- What you should do
Your answer should consist only of the records, copied exactly, with the images removed.

- Provided records
================================

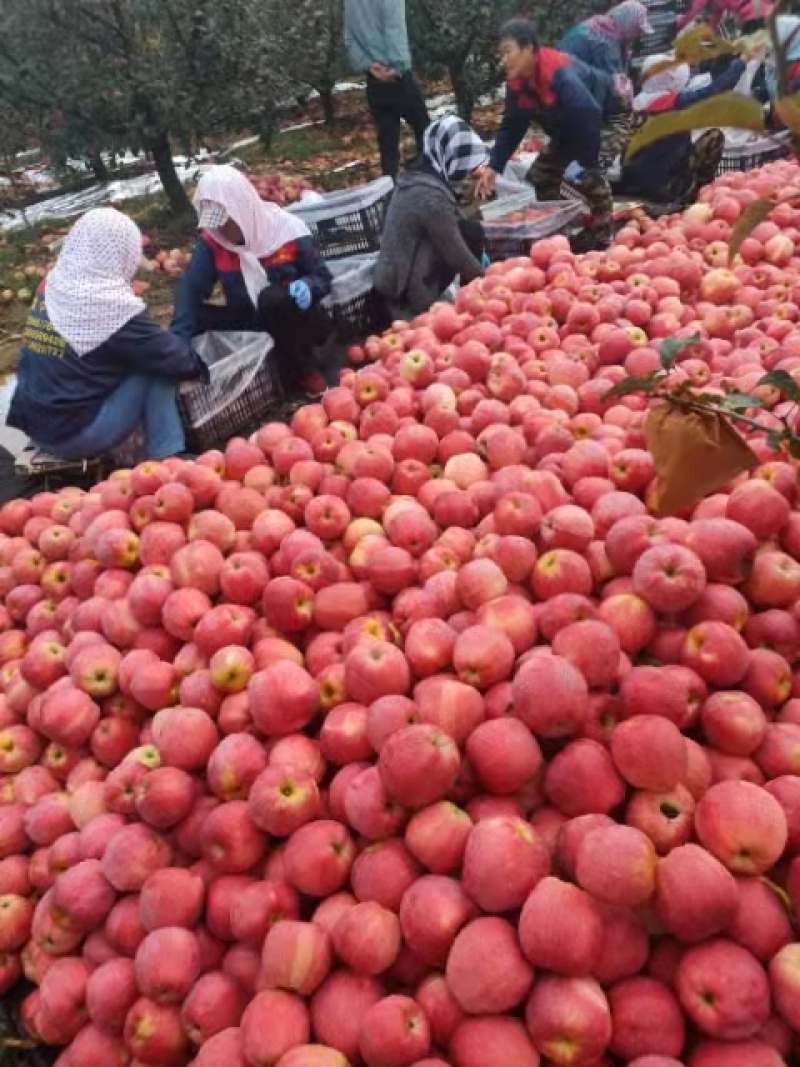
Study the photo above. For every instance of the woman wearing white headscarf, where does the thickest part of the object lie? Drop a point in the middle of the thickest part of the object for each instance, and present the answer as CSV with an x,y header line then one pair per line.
x,y
674,169
94,364
270,270
427,240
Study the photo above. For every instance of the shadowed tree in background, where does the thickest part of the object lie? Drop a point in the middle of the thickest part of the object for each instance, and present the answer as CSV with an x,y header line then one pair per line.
x,y
141,74
310,40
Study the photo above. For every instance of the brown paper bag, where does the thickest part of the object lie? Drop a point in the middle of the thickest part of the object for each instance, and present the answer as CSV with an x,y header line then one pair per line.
x,y
694,454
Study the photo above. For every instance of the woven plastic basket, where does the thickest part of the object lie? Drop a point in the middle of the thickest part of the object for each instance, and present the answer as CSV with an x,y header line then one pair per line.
x,y
354,305
243,392
349,222
508,238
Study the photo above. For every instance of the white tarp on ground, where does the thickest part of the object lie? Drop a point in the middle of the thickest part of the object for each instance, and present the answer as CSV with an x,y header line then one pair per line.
x,y
68,205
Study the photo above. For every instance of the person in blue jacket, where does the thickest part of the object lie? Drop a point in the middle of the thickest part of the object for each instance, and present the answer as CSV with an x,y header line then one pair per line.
x,y
270,271
605,42
94,365
674,169
581,110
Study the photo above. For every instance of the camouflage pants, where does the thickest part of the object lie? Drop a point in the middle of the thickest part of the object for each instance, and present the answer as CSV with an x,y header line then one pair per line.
x,y
547,177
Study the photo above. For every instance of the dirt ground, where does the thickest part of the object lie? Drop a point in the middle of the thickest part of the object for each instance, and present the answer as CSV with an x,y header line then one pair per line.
x,y
329,157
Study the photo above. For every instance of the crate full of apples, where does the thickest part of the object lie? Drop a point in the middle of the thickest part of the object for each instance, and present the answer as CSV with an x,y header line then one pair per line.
x,y
280,189
408,734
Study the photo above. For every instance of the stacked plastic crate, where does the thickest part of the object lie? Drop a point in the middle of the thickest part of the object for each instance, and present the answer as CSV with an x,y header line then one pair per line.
x,y
662,16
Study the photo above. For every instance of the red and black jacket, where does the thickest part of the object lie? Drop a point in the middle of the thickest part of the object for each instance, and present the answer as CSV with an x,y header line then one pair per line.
x,y
569,99
211,263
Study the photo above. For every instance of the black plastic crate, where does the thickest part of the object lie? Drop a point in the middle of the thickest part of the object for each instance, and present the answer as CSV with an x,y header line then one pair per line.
x,y
506,240
355,307
348,223
360,316
749,159
16,1046
240,400
659,41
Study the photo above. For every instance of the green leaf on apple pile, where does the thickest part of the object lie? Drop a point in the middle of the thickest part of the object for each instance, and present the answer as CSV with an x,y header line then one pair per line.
x,y
728,109
672,347
783,381
752,216
646,384
739,401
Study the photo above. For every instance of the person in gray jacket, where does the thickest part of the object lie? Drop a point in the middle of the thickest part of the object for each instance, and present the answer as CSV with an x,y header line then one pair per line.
x,y
377,43
427,240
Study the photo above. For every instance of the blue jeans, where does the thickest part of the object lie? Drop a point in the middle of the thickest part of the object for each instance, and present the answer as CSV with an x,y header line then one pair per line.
x,y
141,399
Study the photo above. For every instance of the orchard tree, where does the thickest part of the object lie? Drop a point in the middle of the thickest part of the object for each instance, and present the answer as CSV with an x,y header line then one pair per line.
x,y
146,75
309,36
459,37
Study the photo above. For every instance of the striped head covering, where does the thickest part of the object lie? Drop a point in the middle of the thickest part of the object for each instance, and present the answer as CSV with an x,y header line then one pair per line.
x,y
625,22
453,150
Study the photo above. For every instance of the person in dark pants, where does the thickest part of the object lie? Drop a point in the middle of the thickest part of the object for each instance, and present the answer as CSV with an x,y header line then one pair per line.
x,y
94,364
427,239
585,113
673,170
378,45
270,270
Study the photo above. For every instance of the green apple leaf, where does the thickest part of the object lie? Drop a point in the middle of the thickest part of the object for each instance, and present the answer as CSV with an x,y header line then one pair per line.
x,y
646,384
726,109
783,381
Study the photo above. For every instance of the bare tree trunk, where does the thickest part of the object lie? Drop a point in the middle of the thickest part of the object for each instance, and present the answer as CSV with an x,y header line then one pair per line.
x,y
162,157
328,99
98,165
462,91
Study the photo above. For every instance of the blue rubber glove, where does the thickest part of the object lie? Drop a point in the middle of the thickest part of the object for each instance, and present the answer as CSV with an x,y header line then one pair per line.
x,y
574,172
301,295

================================

- Result of the exercise
Study the photo above. For every instance of the woman wearing white headscarf, where does the thickest part of the object lie? Drop a point in the middle of the thickest part of the object for each instance, and present the answer as CSV with an x,y header line then one pair per line.
x,y
674,169
94,364
270,270
427,240
Study the photo above. For every instance of the shadowed tree in background, where does the thickest part of the object lie? Drop a point in the middle of the thickest part of the object for each instance, and present the answer as CSV with an x,y header line then one pair per line.
x,y
141,74
310,40
Study the photo above. For every instance of the brown paper bag, where does the thickest part of the object lie? Drop a point in the middle of the thickest part of the object for each instance, and present the answer as CSV with an x,y header line then one pair per line.
x,y
694,454
Study the photo above. For every instance of the woven plastic basket, where does the thickest part of the object lie? Drop a point in the middle of the thickest part of the object for each instance, and present the answer as CSV with an x,y header line then one pair per line.
x,y
354,305
243,392
349,222
508,238
Study the photo above. For every instance of the white tarp on ground, where does the thickest part of the object lie? Drop a point in the middle of the thickest part of the object for each instance, and present the answer as CSV with an x,y header line then one pair per line.
x,y
68,205
Study the photo above. For every instance of the person in blue jacket, where does the thickest part of the object lie? Drop a point in the middle of the thickest part of the object for each instance, and present the answer as CSV with an x,y header line then one pair per line.
x,y
270,271
605,42
94,365
674,169
581,110
Study the photo above. For every instance of the camouflage pants, where does the thickest part of the object lie? Drop a point in the middle of the thickest part of the object for each instance, and present the answer as CSV with an x,y header line then one pair per line.
x,y
547,177
Study the photo above. For every instance of the dirt ground, where does the thickest part of the object lie? Drop a point in the middle of the thickest part of the object for each instance, and present the answer as CSV with an x,y header line then one pair per line.
x,y
329,157
Study the photo above. For every instance of the crate full of apples, where does the thickest part of the object lie? Drop a point in the middle of the thickest part of the object for each instance, and present the answer as CSV with an x,y header line then one pair per line.
x,y
280,189
408,734
Study the photo above. For every instance of the stacked plastic crate, where does the thickest part of the object lie? Drop a point in the middle of the thickest part of the object for each instance, and present the answer as CSV with an x,y header line then one pair per line.
x,y
662,16
Study the photo above. For every instance of the red and black jacket, where does the thickest part of the object lie? Drop a point in the middle of the thickest part of the object for each instance, and present the answer as CSV with an x,y header line then one pair per line.
x,y
569,99
211,263
Study the photo above. For every instance of the black plastic crate, where does the thickest part of the object lie? Drop a point in the middle of the thickest part of the object for each instance, and present the answer as CSV with an x,y header line then one pair per line.
x,y
506,240
355,307
348,223
360,316
749,159
16,1046
240,400
659,41
Study the photo above. For every instance of the green leaf on apple pile, where does the thickest part of the object lie? Drop a point in the middle of the thickest part of the object for each instance, and present the answer as CSV with an x,y header line then one pair per line.
x,y
728,109
672,347
783,381
752,216
646,384
739,401
Study the photo above. For every instance of the person in gray jacket, where does the thickest part of the object lie? Drop a point in the middle of the thickest part of the object for each instance, and present the answer as CSV with an x,y header line then one pair per line.
x,y
377,43
427,240
Study the photo above. For every instance of the blue jeans, where does the thickest part of the object lie? Drop a point in the middle of the thickest part of the object for each instance, and present the answer as CSV with an x,y header line then one pair per line.
x,y
141,399
Study the photo above. For every instance of the orchard tree, where does the thickest part of the object lie? Drop a point in the middle of the thickest part of the object for each instance, and present the answer as CSV with an x,y header line then one pair per line.
x,y
146,75
309,36
459,37
Study the photo above. For every instance of the striped head covering, where does the thickest part of the object lie? Drop a point in the middle of the thickest part of the object for each instance, and present the answer as CSV with an x,y header line then one pair per line.
x,y
625,22
453,150
Study the photo above. For every instance of the person in dark pants, where does the thickest part of the object lie? Drop a point in the middle of the thickest part of the object for each instance, and present the answer as CSV with an x,y header line then one pair per line.
x,y
94,364
427,239
585,113
673,170
378,45
270,270
Study the photo above. For every instance of the green apple leaf, where does the thickest part of the object lie? Drop a point in the middle of the thickest part of the object for each instance, and present the answer as CSV with an x,y header line then one pair per line.
x,y
646,384
726,109
783,381
Study the photo above. For every instance of the bare tree trunk, where does the thickest part of the object lie? Drop a point in the middle of the thickest part of the object for each instance, and present the answer as CSV with an x,y header line then one pair per line.
x,y
162,157
328,99
98,165
462,91
Study the photo above. For every instance of the blue rubber glove, where does the thickest part of the object lie? Drop a point in the middle of the thickest part of the object for each instance, and present the answer as CSV with an x,y header line then one pair per line.
x,y
574,172
301,295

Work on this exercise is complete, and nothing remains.